**Work order 1**
In the piece about Ethiopian food, what is the spongy flatbread that the stews are served on called?
**Work order 2**
According to the piece about Ethiopian food, which parts of the mouth do diners learn to keep the injera morsels from touching? List them all.

**Reading passage**
If you've never had Ethiopian food before, here are a few things you need to know.
- Ethiopia is a land-locked Western African nation. It was a rich and turbulent history with many linguistic, cultural and religious influences. It's not a wealthy nation, so this influences the cuisine.
- The cuisine consists of vegetable or legume stews and spicy meat dishes. It's common for meat dishes in tropical climates tobe quite spicy; this acts both as a preservative and to mask mild decay. These stews are served on a large platter, on top of a spongy flatbread called injera. It's often slightly sour tasting, since it's a natural sourdough.
- You eat Ethiopian food by tearing off a bit of injera with your right hand (because in Ethiopia and other places the left is used for unclean functions) scooping up some of the stew and popping the morsel in your mouth.
It's this last point that makes most Westerners hesitate. Eating with your hands from a communal plate? Isn't that unsanitary?! We are quite germaphobic, scared of any little possibility of infection, so this seems like a terrible risk. When you eat Ethiopian food you pretty quickly learn to pop the injera morsels into your mouth without touching lips, tongue or teeth. It's really no less sanitary than many of the ways we eat here, it's just more visible, since there are no utensils.
I love it. I love the sensual moment of feeling the bread, finding the right morsel, eating with my fingers as my ancestors did. It increases my awareness of what I'm eating and how precious it is. What's more, because this is a non-Western way to eat and one that seems riskier, it's something intimate. I'm sharing the plate with my beloved.

**Supplied data**
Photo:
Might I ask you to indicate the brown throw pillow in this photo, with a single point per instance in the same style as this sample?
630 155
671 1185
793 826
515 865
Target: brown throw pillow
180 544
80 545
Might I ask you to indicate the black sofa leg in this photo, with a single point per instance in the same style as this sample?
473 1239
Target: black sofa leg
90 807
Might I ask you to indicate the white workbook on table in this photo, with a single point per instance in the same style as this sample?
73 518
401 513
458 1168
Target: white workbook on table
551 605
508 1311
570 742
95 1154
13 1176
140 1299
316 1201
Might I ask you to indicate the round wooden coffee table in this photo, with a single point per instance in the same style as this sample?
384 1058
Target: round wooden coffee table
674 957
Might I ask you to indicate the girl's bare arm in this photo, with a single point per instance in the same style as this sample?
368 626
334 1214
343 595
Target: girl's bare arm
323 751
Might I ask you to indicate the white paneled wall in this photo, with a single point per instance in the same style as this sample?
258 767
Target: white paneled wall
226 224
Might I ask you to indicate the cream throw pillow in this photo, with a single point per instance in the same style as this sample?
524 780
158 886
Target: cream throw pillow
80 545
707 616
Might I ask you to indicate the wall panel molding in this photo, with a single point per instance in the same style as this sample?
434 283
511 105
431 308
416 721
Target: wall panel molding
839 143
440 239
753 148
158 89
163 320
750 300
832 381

**Problem solution 1**
Injera

**Problem solution 2**
Lips, tongue, teeth